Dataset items
++++

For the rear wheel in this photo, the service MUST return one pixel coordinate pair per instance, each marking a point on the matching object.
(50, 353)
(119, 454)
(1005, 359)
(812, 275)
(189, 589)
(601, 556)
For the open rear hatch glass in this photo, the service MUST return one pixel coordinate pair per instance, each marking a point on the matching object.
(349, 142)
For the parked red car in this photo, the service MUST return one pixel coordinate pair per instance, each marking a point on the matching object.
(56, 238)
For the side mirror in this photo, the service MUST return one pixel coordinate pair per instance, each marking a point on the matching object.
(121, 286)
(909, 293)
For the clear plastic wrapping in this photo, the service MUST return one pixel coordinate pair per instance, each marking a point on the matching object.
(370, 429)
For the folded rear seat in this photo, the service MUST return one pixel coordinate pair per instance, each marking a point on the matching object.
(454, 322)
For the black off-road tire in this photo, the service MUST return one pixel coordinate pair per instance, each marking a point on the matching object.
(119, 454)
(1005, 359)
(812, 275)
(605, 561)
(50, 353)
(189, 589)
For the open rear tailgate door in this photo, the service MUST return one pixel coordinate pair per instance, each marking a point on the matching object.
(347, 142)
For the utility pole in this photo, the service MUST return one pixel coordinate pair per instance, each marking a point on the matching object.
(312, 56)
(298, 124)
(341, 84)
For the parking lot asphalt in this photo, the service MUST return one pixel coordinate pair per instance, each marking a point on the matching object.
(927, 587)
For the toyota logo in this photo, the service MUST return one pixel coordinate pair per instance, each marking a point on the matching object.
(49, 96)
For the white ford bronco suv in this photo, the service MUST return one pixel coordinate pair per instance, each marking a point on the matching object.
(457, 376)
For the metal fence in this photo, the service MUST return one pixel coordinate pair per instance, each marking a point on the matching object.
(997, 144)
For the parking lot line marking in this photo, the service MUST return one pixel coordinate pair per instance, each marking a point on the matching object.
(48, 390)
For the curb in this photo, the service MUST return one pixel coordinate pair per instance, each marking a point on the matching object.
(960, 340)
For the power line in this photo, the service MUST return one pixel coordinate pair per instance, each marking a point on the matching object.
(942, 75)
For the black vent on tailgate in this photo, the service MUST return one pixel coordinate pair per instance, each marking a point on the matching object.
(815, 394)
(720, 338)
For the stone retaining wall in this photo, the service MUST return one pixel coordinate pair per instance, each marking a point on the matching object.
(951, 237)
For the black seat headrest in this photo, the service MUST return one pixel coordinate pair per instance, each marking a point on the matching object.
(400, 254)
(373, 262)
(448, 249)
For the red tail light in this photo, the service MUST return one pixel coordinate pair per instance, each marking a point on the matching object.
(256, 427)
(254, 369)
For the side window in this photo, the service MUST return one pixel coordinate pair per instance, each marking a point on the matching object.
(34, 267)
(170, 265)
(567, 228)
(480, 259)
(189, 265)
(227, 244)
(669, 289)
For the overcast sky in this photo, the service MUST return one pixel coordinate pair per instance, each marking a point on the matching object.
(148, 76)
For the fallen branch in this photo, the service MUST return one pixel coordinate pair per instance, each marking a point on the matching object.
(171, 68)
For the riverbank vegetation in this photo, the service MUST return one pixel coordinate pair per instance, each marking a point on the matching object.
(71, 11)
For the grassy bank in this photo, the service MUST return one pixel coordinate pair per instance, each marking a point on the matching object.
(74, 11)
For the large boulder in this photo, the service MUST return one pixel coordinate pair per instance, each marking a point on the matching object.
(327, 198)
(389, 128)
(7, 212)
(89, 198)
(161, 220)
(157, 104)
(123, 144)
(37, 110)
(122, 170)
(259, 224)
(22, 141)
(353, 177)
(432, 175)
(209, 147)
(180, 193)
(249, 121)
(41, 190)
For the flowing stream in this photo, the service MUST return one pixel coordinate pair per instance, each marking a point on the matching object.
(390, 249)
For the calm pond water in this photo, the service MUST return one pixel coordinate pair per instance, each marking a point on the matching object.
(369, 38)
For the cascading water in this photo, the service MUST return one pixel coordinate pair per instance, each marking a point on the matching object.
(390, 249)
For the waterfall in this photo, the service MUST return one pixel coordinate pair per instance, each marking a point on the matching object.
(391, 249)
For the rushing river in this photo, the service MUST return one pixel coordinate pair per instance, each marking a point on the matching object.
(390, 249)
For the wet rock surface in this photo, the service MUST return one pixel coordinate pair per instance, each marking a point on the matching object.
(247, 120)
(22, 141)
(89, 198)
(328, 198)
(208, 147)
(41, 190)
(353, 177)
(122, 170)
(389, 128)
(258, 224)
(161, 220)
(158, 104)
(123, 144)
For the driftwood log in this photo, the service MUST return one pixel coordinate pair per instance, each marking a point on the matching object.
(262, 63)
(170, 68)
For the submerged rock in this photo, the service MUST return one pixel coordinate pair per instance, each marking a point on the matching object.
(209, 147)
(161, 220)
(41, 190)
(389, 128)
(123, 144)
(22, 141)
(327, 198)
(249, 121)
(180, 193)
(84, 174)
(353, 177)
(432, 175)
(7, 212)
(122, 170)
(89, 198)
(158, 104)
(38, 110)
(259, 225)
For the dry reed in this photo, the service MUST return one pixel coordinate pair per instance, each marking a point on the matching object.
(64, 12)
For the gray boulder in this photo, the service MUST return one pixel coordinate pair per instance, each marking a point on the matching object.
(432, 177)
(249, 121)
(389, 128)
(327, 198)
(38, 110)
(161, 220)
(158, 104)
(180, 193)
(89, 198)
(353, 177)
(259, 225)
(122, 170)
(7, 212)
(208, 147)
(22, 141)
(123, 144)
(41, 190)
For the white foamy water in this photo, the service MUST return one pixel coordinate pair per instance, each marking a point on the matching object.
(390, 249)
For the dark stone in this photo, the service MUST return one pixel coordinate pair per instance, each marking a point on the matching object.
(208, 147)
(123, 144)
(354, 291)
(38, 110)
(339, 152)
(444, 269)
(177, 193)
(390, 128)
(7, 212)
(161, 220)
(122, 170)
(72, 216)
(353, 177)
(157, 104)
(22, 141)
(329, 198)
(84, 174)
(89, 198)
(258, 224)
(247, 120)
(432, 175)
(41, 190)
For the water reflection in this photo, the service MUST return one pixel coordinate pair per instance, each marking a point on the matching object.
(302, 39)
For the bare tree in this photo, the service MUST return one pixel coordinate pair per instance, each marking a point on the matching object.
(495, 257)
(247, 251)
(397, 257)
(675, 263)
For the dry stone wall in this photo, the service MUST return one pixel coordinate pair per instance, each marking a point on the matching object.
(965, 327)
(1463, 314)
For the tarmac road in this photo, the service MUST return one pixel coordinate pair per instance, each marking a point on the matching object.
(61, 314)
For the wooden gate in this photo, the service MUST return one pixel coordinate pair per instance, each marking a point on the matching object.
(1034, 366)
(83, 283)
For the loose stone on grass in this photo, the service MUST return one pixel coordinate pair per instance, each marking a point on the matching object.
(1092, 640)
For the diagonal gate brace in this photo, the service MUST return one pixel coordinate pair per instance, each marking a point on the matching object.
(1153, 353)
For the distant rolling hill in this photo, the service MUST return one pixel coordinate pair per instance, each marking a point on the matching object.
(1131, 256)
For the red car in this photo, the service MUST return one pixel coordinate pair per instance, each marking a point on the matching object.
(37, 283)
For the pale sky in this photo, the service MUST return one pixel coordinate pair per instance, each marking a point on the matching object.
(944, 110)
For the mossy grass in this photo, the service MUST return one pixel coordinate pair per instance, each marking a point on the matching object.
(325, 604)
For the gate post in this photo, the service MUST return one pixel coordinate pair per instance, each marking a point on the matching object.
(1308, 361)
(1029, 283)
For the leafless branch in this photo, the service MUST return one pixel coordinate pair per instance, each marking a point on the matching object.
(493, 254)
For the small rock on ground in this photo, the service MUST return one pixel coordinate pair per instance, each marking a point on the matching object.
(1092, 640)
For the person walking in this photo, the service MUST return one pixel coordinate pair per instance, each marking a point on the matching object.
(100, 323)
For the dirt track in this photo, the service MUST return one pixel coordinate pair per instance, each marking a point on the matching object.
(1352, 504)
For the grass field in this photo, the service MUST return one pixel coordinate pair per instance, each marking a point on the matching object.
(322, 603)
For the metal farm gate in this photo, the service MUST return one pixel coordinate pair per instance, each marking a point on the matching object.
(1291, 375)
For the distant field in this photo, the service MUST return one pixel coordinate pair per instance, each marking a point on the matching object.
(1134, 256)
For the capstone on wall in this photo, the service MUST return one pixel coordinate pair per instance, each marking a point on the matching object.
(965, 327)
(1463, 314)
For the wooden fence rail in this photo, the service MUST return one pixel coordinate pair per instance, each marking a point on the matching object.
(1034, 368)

++++

## Activity
Print exactly the line containing "For the wooden fence" and every line after it through the end of the records above, and nothing else.

## Written solution
For the wooden fence rail in this photo, the service MUST return one pixel coordinate pair per instance, each marking a point on the matching object.
(1034, 368)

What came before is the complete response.